## What you should do:
Could you print all the entries exactly?

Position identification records
━━━━━━━━━━
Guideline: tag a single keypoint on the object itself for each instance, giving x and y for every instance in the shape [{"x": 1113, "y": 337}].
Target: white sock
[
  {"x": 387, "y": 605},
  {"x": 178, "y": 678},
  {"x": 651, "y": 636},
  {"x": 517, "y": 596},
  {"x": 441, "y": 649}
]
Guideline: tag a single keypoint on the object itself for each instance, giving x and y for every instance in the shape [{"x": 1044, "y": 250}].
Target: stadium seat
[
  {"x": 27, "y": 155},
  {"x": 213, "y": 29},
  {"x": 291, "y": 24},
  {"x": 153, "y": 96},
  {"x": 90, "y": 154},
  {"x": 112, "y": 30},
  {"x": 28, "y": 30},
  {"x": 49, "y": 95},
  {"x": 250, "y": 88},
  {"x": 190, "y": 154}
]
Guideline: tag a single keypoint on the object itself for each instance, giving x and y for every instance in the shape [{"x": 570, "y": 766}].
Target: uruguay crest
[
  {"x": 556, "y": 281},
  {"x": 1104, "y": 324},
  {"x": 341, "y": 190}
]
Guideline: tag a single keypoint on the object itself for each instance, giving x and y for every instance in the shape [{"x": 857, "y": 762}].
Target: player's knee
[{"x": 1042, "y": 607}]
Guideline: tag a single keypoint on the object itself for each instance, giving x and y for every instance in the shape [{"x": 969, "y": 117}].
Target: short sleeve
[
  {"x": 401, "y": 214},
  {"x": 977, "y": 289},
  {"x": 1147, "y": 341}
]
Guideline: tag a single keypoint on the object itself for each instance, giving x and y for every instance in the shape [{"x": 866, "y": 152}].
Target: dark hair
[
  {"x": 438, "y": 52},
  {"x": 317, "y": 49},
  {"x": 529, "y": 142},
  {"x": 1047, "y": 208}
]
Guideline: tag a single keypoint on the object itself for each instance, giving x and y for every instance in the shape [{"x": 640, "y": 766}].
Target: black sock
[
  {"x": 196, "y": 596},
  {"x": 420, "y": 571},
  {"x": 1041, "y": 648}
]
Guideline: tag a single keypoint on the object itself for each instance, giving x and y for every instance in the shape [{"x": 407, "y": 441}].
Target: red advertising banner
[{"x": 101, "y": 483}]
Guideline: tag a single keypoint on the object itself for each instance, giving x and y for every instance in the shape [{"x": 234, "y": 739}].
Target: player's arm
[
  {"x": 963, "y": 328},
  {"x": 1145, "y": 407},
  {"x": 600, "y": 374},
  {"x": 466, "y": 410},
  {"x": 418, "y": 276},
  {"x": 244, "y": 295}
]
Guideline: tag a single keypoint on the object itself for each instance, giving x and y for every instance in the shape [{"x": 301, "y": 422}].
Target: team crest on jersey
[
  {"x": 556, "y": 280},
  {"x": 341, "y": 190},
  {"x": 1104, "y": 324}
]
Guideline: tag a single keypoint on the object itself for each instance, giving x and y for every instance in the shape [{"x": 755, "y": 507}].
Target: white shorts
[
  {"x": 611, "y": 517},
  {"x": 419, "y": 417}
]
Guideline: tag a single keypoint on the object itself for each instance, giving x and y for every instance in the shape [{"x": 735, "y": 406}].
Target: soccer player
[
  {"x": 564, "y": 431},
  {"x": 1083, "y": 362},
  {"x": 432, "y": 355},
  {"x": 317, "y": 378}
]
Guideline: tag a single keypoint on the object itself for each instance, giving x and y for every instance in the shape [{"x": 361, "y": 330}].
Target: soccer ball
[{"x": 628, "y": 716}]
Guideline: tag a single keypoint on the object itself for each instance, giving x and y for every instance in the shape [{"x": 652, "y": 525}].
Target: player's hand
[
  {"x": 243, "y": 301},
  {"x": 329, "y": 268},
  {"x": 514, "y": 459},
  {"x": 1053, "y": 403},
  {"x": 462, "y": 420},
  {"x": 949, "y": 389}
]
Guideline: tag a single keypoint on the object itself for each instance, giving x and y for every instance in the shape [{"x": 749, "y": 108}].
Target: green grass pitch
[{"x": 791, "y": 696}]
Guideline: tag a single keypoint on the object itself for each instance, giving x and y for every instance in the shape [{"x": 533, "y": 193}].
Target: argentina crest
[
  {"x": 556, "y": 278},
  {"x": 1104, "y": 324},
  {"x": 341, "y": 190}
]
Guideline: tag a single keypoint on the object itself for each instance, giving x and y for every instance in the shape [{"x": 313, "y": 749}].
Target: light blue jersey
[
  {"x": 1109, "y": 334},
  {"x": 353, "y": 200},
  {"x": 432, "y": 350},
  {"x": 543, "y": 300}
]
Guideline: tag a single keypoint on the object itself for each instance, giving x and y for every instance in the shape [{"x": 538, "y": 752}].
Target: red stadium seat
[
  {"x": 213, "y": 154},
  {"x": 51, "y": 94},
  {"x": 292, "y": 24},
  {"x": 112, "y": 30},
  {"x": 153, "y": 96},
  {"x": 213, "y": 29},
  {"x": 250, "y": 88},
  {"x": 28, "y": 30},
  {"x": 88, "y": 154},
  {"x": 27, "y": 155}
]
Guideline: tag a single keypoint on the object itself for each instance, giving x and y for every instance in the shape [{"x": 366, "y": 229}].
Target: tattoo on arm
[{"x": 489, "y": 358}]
━━━━━━━━━━
## Exercise answer:
Guideline: tag a single keypoint on the object itself for each instance, giving x and y for every instance in the shape [{"x": 1113, "y": 337}].
Target: white sock
[
  {"x": 387, "y": 605},
  {"x": 178, "y": 678},
  {"x": 651, "y": 636},
  {"x": 517, "y": 596},
  {"x": 441, "y": 649}
]
Guideline: tag a single keypoint on the object itself for each instance, giving x and y for every instance in the shape [{"x": 1044, "y": 250}].
Target: stadium seat
[
  {"x": 27, "y": 155},
  {"x": 213, "y": 29},
  {"x": 291, "y": 24},
  {"x": 153, "y": 96},
  {"x": 90, "y": 154},
  {"x": 112, "y": 30},
  {"x": 28, "y": 30},
  {"x": 49, "y": 95},
  {"x": 250, "y": 88},
  {"x": 190, "y": 154}
]
Guideline: tag a single keypoint on the object itself for each instance, giving x and y for every instance in the shape [{"x": 570, "y": 766}].
Target: uruguay crest
[
  {"x": 556, "y": 281},
  {"x": 1104, "y": 324},
  {"x": 341, "y": 190}
]
Guideline: tag a single keypoint on the object itself for each instance, giving x and y for every instance in the shape [{"x": 857, "y": 762}].
Target: player's knee
[{"x": 1042, "y": 607}]
Guideline: tag a single keypoint on the object itself for each instance, giving x and y for every instance in the shape [{"x": 969, "y": 117}].
Target: short sleeve
[
  {"x": 401, "y": 214},
  {"x": 977, "y": 289},
  {"x": 1147, "y": 341}
]
Guideline: tag a single keypoint on the object itself for each instance, giving x and y for every instance in the shape [{"x": 866, "y": 152}].
Target: dark hair
[
  {"x": 438, "y": 52},
  {"x": 317, "y": 49},
  {"x": 529, "y": 142},
  {"x": 1047, "y": 208}
]
Guideline: tag a single keypoint on the object itself for each instance, giving x and y for every instance in the shape [{"x": 640, "y": 766}].
Target: black sock
[
  {"x": 196, "y": 596},
  {"x": 420, "y": 571},
  {"x": 1041, "y": 648}
]
Guideline: tag a single keypoint on the object itself for each instance, giving x and y for every instance in the shape [{"x": 407, "y": 441}].
Target: red advertising banner
[{"x": 101, "y": 483}]
Guideline: tag a single keypoint on the object itself for each instance, giving x and y for every instance in the shape [{"x": 234, "y": 739}].
Target: player's arm
[
  {"x": 963, "y": 328},
  {"x": 1145, "y": 407},
  {"x": 600, "y": 374},
  {"x": 466, "y": 410},
  {"x": 418, "y": 276},
  {"x": 244, "y": 295}
]
Guideline: tag a single keypoint on the object itself for each instance, giving x and y for every instance in the shape [{"x": 301, "y": 422}].
Target: team crest on jersey
[
  {"x": 556, "y": 280},
  {"x": 341, "y": 190},
  {"x": 1104, "y": 324}
]
Guideline: tag a single keypoint on the object itself for each instance, giving x and y for every instance in the shape [{"x": 755, "y": 507}].
Target: white shorts
[
  {"x": 611, "y": 517},
  {"x": 419, "y": 417}
]
Guideline: tag a single keypoint on the object itself for each instance, giving x and y for every instance in the shape [{"x": 735, "y": 406}].
Target: soccer player
[
  {"x": 564, "y": 431},
  {"x": 1083, "y": 362},
  {"x": 432, "y": 355},
  {"x": 317, "y": 378}
]
Guideline: tag a single keypoint on the object itself for each instance, giving x and y for every instance in the shape [{"x": 361, "y": 330}].
Target: soccer ball
[{"x": 628, "y": 716}]
Guideline: tag a single keypoint on the object itself for each instance, giving x and y for every instance in the shape [{"x": 652, "y": 525}].
Target: player's hand
[
  {"x": 243, "y": 301},
  {"x": 329, "y": 268},
  {"x": 514, "y": 459},
  {"x": 1053, "y": 403},
  {"x": 462, "y": 420},
  {"x": 949, "y": 389}
]
Guideline: tag a single keypoint on the object itself for each instance, giving x and y for every instance in the shape [{"x": 749, "y": 108}].
Target: green grass pitch
[{"x": 791, "y": 696}]
Guideline: tag a single keypoint on the object itself for each instance, giving x and y for every instance in the shape [{"x": 533, "y": 193}].
Target: argentina crest
[
  {"x": 556, "y": 278},
  {"x": 1104, "y": 324},
  {"x": 341, "y": 190}
]
Guideline: tag a single keypoint on the object itself for each instance, giving x and y for every instance in the shape [{"x": 313, "y": 749}].
Target: light blue jersey
[
  {"x": 1109, "y": 334},
  {"x": 353, "y": 200},
  {"x": 432, "y": 350},
  {"x": 543, "y": 300}
]
Guideline: tag a single keypoint on the object itself for each instance, giving x and y for every instance in the shape [{"x": 538, "y": 752}].
Target: red stadium seat
[
  {"x": 213, "y": 154},
  {"x": 51, "y": 94},
  {"x": 292, "y": 24},
  {"x": 112, "y": 30},
  {"x": 153, "y": 96},
  {"x": 213, "y": 29},
  {"x": 250, "y": 88},
  {"x": 28, "y": 30},
  {"x": 88, "y": 154},
  {"x": 27, "y": 155}
]
Guideline: tag a single keypoint on the object itself for each instance, giving x and y for every instance in the shape [{"x": 366, "y": 229}].
Target: tattoo on arm
[{"x": 489, "y": 358}]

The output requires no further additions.